Rendezvous with Destiny: Ronald Reagan and the Campaign that Changed America

Home > Other > Rendezvous with Destiny: Ronald Reagan and the Campaign that Changed America > Page 62
Rendezvous with Destiny: Ronald Reagan and the Campaign that Changed America Page 62

by Shirley, Craig


  Slowly recovering from his anguish, Corbin looked to get back into politics. In the 1970s he made a run at doing business with Tennessee governor Ray Blanton but was rebuffed.135 Blanton's tenure was marked by charges of corruption. He was accused of selling pardons, in particular to a double murderer whose father was a political supporter. Once he left office, Blanton was pursued by the FBI for illegally selling liquor licenses.136 He was convicted and sentenced to federal prison, although the conviction was later overturned on a technicality.137

  Corbin was also an early organizer in a string of Minnie Pearl fast-food restaurants, but only made more enemies, including former Republican congressman Robin Beard, who lost his shirt in Corbin's scheme when it went belly-up. In another caper, Corbin became close to Lafayette C. “Fate” Thomas, a sheriff in the Volunteer State who went to federal prison for, among other crimes, having prisoners work on his summer home.138 Thomas and Corbin had once traveled to Moscow together and Thomas said that “Corbin almost got him thrown into a Russian prison.”139

  A Corbin crony claimed that Corbin helped out with Lamar Alexander's gubernatorial campaign by spreading disinformation about Alexander's primary opponent, Jake Butcher.140 Corbin himself later bragged to some poker friends that he had the goods on Democrat Al Gore. Joseph Sweat, one of Corbin's associates in Tennessee, remembered that Corbin accused Gore, then a young congressman, of renting rooms in a motel in Cookeville to watch pornography. “That god-damn Gore, he is up there in a motel … watching those dirty movies!” Corbin exclaimed. Asked how he knew, Corbin replied, “The desk clerk, I paid him a little bit and he gave me the receipt.”141

  In the late 1970s Corbin went back to Washington. But he was held at arm's length by the Carterites, because they didn't know him or, even worse, because they did know of him, at least his reputation of being a Kennedy man. Naturally he supported Ted Kennedy's presidential bid in 1980. The senator himself, however, was dubious about Corbin, despite his long history with the family. Corbin had no formal role in the 1980 Kennedy campaign except to “stir up trouble,” according to Walinsky. Walinsky did not take a role but left no doubt as to his loyalties. When asked about supporting Carter, he simply replied, “Fuck him.”142

  Some others in the Kennedy family, including Kennedy brother-in-law Steve Smith, who was running the campaign, were happy to have Corbin's help. Corbin hated Carter and his people. According to Seigenthaler, Corbin once got a hold of a phone bank and “screw[ed] up the Carter campaign headquarters telephones.”143 Corbin claimed that his prank took out all the Carter campaign's phones in New York City.

Given entries:
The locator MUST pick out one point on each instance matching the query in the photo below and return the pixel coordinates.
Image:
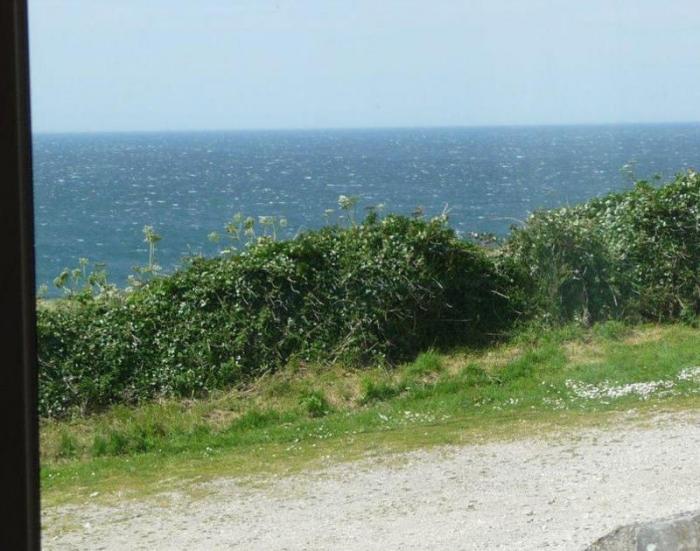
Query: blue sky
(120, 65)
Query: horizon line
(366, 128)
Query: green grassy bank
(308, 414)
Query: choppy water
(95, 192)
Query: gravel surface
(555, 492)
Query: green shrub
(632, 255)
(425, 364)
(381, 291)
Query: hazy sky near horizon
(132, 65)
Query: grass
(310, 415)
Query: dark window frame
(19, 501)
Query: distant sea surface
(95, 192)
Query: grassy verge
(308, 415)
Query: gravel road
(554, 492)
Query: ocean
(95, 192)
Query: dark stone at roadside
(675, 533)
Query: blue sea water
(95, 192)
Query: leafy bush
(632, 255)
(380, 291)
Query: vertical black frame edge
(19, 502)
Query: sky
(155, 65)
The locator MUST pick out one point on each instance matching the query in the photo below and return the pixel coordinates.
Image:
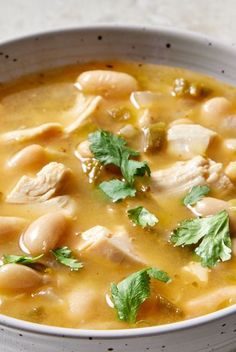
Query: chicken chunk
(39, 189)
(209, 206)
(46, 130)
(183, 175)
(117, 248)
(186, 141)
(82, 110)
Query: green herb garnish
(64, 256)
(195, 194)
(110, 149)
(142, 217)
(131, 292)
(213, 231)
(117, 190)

Problem details:
Pick up the book excerpt on Corbin's political maneuvering after its last sentence and keep writing.

Exercise answer:
  JUST BEFORE TEDDY KENNEDY officially jumped into the campaign in the fall of 1979, President Carter's ambassador to Mexico, Pat Lucey, abruptly quit his post and took a position in the Kennedy campaign. When he resigned, Lucey bluntly told reporters about his loyalty to the Kennedy family and his intentions to help Teddy.144 It struck at least a few in Washington as odd that Lucey's loyalty to Carter was so tenuous. He had been given a plum diplomatic assignment and enjoyed a close friendship with Vice President Walter Mondale. Years later Mondale said of Lucey's resignation, “We were pissed at that.”145 On the other hand, the Carter White House had been leaking stories dumping on Lucey's work since the previous summer. Lucey was steamed. The Carter team was good at making unnecessary enemies.

  Lucey's daughter, Laurie, had been working in the Carter White House at the time as a confidential assistant to Landon Butler, deputy to Chief of Staff Hamilton Jordan.146 But just days before her father quit his post in Mexico, she resigned from her White House job.147

  Around the same time that Laurie Lucey was leaving the White House, Bob Dunn was coming in. Dunn went to work for Carter's head of scheduling, Phil Wise. Dunn was Pat Lucey's longtime aide, having worked for the governor in Wisconsin and then having accompanied Lucey to Mexico when he was appointed ambassador.148 And Dunn was Corbin's friend. Their friendship went back to 1971, according to Dunn.149

  “Dunn's new job has attracted some attention since Lucey joined the campaign for Sen. Kennedy,” National Journal reported at the time.150 But it should have done more than attracted “some attention”; Corbin's close relationships with Dunn, Laurie Lucey, and Pat Lucey should have set off alarm bells in the Carter White House. The Carter team took no action.

  In 1980 Corbin should have been enjoying retirement and grandchildren, like most other men his age. Not Corbin. He hated kids. Instead, he was still plotting shadowy deals, still scheming against his enemies. In fact, the old man orchestrated the biggest heist of his life: stealing—and delivering to the Reagan campaign—President Carter's secret debate briefing books.

  IT WAS AT THE 1980 Democratic convention in New York, as Ted Kennedy gave the best speech of his life, that Corbin yelled to his friend Bill Schulz, “I'm going to go work for Reagan!”

  Schulz's friendship with Corbin was odd, but that was the way Washington often worked. Schulz, a friendly bear of a man, had been a founding member of Young Americans for Freedom, had worked for syndicated conservative columnist Fulton Lewis, and by 1980 was the Washington editor of Reader's Digest, often derided by liberals because of its conservative content. (Reagan was one of its most ardent readers.)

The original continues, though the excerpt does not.